# START OF PASSAGE TO READ

On 9/30/20 1:40 AM, Jason Gunthorpe wrote:
> On Wed, Sep 30, 2020 at 12:57:48AM +0800, Ka-Cheong Poon wrote:
>> On 9/7/20 9:48 PM, Ka-Cheong Poon wrote:
>>
>>> This may require a number of changes and the way a client interacts with
>>> the current RDMA framework.  For example, currently a client registers
>>> once using one struct ib_client and gets device notifications for all
>>> namespaces and devices.  Suppose there is rdma_[un]register_net_client(),
>>> it may need to require a client to use a different struct ib_client to
>>> register for each net namespace.  And struct ib_client probably needs to
>>> have a field to store the net namespace.  Probably all those client
>>> interaction functions will need to be modified.  Since the clients xarray
>>> is global, more clients may mean performance implication, such as it takes
>>> longer to go through the whole clients xarray.
>>>
>>> There are probably many other subtle changes required.  It may turn out to
>>> be not so straight forward.  Is this community willing the take such changes?
>>> I can take a stab at it if the community really thinks that this is preferred.
>>
>>
>> Attached is a diff of a prototype for the above.  This exercise is
>> to see what needs to be done to have a more network namespace aware
>> interface for RDMA client registration.
> 
> An RDMA device is either in all namespaces or in a single
> namespace. If a client has some interest in only some namespaces then
> it should check the namespace during client registration and not
> register if it isn't interested. No need to change anything in the
> core code.


After the aforementioned check on a namespace, what can the client
do?  It still needs to use the existing ib_register_client() to
register with RDMA subsystem.  And after registration, it will get
notifications for all add/remove upcalls on devices not related
to the namespace it is interested in.  The client can work around
this if there is a supported way to find out the namespace of a
device, hence the original proposal of having rdma_dev_to_netns().


>> Is the RDMA shared namespace mode the preferred mode to use as it is the
>> default mode?
> 
> Shared is the legacy mode, modern systems should switch to namespace
> mode at early boot


Thanks for the clarification.  I originally thought that the shared
mode was for supporting a large number of namespaces.  In the
exclusive mode, a device needs to be assigned to a namespace for
that namespace to use it.  If there are a large number of namespaces,
there won't be enough devices to assign to all of them (e.g. the
hardware I have access to only supports up to 24 VFs).  The shared
mode can be used in this case.  Could you please explain what needs
to be done to support a large number of namespaces in exclusive
mode?

BTW, if exclusive mode is the future, it may make sense to have
something like rdma_[un]register_net_client().


>> Is it expected that a client knows the running mode before
>> interacting with the RDMA subsystem?
> 
> Why would a client care?


Because it may want to behave differently.  For example, in shared
mode, it may want to create shadow device structure to hold per
namespace info for a device.  But in exclusive mode, a device can
only be in one namespace, there is no need to have such shadow
device structure.

# END OF PASSAGE TO READ

**PROBLEM TO SOLVE:**
In the RDMA namespace thread, why might a client care whether the RDMA subsystem runs in shared or exclusive mode? Answer in one to three sentences. These records come from a separate source.

# START OF DATA LINES

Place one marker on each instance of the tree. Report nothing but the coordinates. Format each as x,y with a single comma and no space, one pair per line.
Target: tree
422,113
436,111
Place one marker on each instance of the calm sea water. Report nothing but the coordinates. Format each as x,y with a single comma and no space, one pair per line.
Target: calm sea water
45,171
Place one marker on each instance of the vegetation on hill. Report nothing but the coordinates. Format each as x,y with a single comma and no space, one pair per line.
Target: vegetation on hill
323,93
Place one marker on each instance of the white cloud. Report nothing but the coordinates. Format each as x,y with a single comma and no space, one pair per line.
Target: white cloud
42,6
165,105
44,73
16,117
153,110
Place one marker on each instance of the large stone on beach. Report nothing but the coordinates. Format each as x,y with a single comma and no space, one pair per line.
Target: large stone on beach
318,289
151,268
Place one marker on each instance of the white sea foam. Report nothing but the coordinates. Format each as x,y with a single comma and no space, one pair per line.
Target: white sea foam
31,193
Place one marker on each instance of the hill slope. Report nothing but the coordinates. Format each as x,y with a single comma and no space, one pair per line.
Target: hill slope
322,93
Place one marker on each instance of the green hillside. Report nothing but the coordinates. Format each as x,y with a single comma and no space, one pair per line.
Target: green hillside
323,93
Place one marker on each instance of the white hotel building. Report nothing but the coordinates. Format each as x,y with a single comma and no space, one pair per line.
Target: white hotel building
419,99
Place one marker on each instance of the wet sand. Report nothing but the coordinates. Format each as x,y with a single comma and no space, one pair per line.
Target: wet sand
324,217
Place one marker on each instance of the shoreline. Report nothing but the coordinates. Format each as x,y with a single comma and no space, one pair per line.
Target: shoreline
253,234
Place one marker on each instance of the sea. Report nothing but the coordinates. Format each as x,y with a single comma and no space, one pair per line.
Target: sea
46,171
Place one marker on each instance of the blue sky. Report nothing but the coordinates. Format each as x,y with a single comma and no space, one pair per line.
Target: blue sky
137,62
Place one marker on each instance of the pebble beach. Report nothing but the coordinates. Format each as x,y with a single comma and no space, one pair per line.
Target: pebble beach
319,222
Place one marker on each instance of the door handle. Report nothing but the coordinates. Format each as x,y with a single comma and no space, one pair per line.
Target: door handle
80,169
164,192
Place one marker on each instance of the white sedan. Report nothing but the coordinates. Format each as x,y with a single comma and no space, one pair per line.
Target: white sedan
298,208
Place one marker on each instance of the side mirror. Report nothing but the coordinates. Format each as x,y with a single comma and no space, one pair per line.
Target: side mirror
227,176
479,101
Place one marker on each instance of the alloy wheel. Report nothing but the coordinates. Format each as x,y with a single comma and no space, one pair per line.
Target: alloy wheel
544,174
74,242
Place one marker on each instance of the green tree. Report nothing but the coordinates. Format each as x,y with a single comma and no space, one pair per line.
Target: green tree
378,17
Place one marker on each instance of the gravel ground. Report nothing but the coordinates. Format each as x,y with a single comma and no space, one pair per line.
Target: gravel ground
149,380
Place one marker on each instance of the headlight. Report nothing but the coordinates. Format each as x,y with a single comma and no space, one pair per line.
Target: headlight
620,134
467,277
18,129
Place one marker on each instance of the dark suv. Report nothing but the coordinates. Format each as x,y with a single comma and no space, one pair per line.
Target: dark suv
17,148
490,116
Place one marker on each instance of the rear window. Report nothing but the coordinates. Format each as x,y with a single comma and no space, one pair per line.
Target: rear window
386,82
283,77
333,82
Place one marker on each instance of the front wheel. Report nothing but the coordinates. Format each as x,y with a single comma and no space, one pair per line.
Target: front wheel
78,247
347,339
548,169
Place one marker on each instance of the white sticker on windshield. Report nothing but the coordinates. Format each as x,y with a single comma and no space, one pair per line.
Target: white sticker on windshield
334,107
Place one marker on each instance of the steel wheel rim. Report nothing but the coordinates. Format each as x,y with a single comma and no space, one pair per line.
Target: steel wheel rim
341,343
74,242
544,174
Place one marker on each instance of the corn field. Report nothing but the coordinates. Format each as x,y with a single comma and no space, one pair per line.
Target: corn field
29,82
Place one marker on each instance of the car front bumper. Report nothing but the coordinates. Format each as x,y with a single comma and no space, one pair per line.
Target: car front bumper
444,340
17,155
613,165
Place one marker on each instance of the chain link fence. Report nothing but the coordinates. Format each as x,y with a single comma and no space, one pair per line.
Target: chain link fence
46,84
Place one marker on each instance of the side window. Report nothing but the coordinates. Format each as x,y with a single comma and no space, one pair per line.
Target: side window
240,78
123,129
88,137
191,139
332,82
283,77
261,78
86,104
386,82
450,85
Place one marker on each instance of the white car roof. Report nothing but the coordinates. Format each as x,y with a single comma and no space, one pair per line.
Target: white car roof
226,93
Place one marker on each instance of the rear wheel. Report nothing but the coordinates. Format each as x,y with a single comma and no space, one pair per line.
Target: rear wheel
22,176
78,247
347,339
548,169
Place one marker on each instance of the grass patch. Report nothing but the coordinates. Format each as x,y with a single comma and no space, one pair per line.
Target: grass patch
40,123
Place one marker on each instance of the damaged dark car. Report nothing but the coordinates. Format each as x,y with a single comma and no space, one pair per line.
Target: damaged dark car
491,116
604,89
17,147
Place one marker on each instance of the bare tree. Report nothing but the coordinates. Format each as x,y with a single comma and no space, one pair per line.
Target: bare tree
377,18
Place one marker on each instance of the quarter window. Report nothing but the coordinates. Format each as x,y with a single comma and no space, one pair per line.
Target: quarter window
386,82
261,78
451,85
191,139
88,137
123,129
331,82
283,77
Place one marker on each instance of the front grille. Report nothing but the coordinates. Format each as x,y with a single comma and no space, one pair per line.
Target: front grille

# END OF DATA LINES

**EXERCISE ANSWER:**
A client may want to behave differently depending on the mode. In shared mode, it may want to create a shadow device structure to hold per-namespace information for a device. In exclusive mode, a device can be in only one namespace, so no such structure is needed.